[Document passage]:
══════
London vs Warsaw vs Kyiv: Buy-to-Let Returns in 2026, Compared
In London, buying a £600,000 buy-to-let costs approximately £72,000 in stamp duty before a single key changes hands.
That arithmetic—a 12% entry tax before transaction costs, agent fees, and legal expenses—frames the central question of European buy-to-let investing in 2026: which capital city offers genuine risk-adjusted returns, and which merely offers the illusion of safety at premium prices?
Three cities. Three risk profiles. One investor question: where does the cash actually work?
Three Capital Cities, Three Risk Profiles
London's appeal is straightforward. A robust legal framework, world-class liquidity, sterling currency, and institutional backstop. But those guarantees extract a price. SDLT (Stamp Duty Land Tax — a UK transaction tax on property purchases, calculated on purchase price in bands), Section 24 mortgage interest restrictions, and the Renters' Rights Act 2025 have compressed net yields to 3.5–5.0% for corporate structures, a thin margin that rewards patience but punishes timing.
Warsaw enters the conversation not as an alternative to London but as a parallel market with fundamentally different mechanics. Rule-of-law guarantees (EU membership, NATO), a property tax regime that rewards simplicity (ryczałt — Poland's lump-sum flat rental tax at 8.5% of gross rental revenue), and structural tenant demand from Ukrainian displacement have created a market where 5.5–6.9% gross yields are the norm, not the outlier. Entry costs hover at 3–7%, and the foreign-buyer surcharge that plagues London investors simply does not exist.
Kyiv is different again—not a comparable market but a pre-positioned bet. Current prices ($80,000–$200,000 for standard apartments) and gross yields (7–10% for standard buy-to-let) are supported entirely by the reconstruction thesis: the World Bank's RDNA5 assessment (February 23, 2026) values Ukraine's reconstruction needs at $588 billion. That figure, if spending accelerates post-ceasefire, creates the possibility of rapid capital appreciation. But that thesis sits atop active armed conflict, zero mortgage availability, and title uncertainty.
The Comparison Table
| Metric | London | Warsaw | Kyiv |
|---|---|---|---|
| Avg purchase price | £350k–£550k (outer/viable zones) | PLN 700–900k (~€160–200k) | $80k–$200k |
| Gross yield range | 5.5–7.2% (outer east) | 5.5–6.9% | 7–10% standard BTL |
| Effective tax on entry | ~10–11% on £500k (SDLT + costs) | 3–7% secondary / 1–3% new build | ~3–5% |
| Annual rental tax rate | Income tax 40–45% individual / Corp tax 25% SPV | Ryczałt 8.5% on gross | 5–18% (tiered progressive) |
| Net yield after tax (approx) | 3.5–5.0% (SPV route) | 4.5–5.8% | 5.5–8% (lower end more realistic) |
| Price appreciation forecast 2026 | Flat to +3% | 3–5% | High variance — reconstruction upside |
| Vacancy rate | 2–3% (outer zones) | 2–3% | Elevated (5–15% depending on area) |
| Rule of law / eviction risk | Strong (Renters' Rights Act 2025) | Strong (EU rule of law) | War conditions, uncertain |
| Liquidity | High | Moderate | Very low (active war) |
| Entry barrier for foreign buyer | Moderate (SDLT overseas surcharge) | Low (EU, or permit for non-EU) | Low price, high risk |
Gross yield: annual rental income divided by purchase price before any taxes or costs. Net yield subtracts all costs including taxes, mortgage service, management, and voids.
══════
[Material provided]:
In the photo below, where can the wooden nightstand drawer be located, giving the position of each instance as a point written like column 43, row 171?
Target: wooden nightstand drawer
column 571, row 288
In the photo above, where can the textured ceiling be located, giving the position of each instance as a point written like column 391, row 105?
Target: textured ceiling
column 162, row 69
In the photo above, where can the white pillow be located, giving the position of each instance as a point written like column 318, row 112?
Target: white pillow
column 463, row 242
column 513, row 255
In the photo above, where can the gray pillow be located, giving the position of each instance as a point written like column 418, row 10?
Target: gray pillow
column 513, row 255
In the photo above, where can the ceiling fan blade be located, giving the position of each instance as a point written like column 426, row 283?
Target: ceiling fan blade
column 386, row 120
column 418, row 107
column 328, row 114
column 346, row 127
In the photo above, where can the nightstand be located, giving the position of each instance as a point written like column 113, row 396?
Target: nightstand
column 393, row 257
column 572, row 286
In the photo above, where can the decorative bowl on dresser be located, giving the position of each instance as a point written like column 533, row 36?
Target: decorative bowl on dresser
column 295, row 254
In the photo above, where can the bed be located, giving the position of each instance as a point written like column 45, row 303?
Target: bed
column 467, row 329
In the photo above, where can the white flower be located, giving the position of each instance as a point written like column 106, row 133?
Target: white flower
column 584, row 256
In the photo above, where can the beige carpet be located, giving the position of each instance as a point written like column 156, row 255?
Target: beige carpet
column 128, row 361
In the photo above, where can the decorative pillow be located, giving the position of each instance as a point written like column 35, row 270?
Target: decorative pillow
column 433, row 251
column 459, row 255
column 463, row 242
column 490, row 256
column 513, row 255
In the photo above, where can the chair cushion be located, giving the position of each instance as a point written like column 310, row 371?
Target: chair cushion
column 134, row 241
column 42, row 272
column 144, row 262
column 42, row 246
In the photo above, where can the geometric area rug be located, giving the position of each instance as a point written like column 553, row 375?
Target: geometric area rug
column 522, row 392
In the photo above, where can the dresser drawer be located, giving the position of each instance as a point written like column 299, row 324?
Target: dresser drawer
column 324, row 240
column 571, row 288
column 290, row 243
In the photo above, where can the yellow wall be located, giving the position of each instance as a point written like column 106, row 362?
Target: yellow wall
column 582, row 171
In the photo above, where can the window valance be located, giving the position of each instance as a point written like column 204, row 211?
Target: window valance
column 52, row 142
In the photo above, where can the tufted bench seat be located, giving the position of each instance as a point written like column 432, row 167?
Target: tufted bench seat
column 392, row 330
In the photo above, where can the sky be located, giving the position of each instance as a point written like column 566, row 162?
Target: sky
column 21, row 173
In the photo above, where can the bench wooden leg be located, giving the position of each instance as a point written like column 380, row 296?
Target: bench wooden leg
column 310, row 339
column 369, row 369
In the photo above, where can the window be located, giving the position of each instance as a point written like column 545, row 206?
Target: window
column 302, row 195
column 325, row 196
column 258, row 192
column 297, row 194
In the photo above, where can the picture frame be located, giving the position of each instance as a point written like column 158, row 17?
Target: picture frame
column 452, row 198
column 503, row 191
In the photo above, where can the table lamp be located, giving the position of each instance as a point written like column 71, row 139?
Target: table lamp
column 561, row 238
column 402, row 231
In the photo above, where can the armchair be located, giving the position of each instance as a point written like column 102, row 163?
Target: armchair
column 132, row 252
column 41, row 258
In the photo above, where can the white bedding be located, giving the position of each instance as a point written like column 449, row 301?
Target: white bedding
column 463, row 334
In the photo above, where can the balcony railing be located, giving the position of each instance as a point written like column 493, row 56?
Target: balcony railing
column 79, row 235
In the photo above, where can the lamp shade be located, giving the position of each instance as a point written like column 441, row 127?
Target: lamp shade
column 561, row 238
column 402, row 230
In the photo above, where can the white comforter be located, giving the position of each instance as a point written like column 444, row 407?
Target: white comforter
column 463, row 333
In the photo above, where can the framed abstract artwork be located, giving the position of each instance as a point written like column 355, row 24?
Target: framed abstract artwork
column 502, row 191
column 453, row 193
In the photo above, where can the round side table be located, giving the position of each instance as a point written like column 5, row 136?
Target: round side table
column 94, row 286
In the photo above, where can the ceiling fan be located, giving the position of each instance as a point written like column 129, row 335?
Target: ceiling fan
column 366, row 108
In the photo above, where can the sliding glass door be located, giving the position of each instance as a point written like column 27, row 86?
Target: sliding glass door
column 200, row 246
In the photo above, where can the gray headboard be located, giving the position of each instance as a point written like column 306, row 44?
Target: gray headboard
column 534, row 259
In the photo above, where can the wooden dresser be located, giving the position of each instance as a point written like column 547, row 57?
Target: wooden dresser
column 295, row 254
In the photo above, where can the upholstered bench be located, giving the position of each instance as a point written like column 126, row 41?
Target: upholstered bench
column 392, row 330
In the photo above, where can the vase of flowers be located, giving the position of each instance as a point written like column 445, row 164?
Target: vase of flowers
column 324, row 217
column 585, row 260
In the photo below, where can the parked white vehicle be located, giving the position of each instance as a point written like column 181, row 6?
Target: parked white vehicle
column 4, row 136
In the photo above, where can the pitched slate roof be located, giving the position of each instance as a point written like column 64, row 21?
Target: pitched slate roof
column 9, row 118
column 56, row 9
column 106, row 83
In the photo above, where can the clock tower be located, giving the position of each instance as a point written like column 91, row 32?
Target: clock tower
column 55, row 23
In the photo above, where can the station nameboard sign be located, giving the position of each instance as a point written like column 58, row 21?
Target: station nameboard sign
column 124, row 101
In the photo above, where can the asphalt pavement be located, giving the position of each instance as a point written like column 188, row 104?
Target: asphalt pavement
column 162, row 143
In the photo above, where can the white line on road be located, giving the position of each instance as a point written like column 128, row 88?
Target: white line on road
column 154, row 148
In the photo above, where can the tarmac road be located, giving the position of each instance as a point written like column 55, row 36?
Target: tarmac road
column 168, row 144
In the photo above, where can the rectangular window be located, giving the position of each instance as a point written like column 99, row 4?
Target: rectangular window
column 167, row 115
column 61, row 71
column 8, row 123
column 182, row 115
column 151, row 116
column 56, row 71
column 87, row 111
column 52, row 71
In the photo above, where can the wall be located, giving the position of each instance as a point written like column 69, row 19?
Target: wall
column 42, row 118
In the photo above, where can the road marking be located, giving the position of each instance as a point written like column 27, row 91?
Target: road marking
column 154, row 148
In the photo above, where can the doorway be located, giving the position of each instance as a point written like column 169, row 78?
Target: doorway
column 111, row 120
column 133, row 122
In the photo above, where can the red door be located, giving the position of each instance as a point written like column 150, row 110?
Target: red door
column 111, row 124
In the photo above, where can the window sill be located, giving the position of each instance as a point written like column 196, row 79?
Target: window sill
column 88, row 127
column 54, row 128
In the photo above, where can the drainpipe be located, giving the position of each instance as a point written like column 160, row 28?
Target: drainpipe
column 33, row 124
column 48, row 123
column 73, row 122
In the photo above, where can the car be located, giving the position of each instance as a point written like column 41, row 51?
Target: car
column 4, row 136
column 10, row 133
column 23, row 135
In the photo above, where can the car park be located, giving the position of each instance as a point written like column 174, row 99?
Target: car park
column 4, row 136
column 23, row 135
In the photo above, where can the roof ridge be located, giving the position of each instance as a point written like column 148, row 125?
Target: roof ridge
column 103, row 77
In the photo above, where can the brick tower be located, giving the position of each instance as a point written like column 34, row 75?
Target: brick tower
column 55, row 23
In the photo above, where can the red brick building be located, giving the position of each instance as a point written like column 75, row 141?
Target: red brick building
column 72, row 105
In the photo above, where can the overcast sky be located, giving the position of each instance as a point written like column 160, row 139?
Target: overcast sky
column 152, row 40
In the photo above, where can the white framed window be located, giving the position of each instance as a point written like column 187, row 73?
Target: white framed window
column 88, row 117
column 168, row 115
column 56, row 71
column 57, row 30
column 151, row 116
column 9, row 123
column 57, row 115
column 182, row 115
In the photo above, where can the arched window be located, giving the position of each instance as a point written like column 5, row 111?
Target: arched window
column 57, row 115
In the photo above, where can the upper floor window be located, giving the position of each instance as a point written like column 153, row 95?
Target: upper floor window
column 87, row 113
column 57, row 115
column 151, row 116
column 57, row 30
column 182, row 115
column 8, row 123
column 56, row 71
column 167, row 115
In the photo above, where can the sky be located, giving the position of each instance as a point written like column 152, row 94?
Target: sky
══════
[Work instructions]:
1. Extract from the buy-to-let comparison the part starting with "London vs Warsaw" and going on through "key changes hands.", word for word.
2. Copy from the records, unchanged, the lines starting with the line with "In the photo above, where can the pitched" and going on through the line with "column 162, row 143", both included, and nothing else.

[Results by task]:
1.
London vs Warsaw vs Kyiv: Buy-to-Let Returns in 2026, Compared
In London, buying a £600,000 buy-to-let costs approximately £72,000 in stamp duty before a single key changes hands.

2.
In the photo above, where can the pitched slate roof be located, giving the position of each instance as a point written like column 64, row 21?
Target: pitched slate roof
column 9, row 118
column 56, row 9
column 106, row 83
In the photo above, where can the clock tower be located, giving the position of each instance as a point written like column 91, row 32?
Target: clock tower
column 55, row 23
In the photo above, where can the station nameboard sign be located, giving the position of each instance as a point written like column 58, row 21?
Target: station nameboard sign
column 124, row 101
In the photo above, where can the asphalt pavement be located, giving the position of each instance as a point written like column 188, row 104?
Target: asphalt pavement
column 162, row 143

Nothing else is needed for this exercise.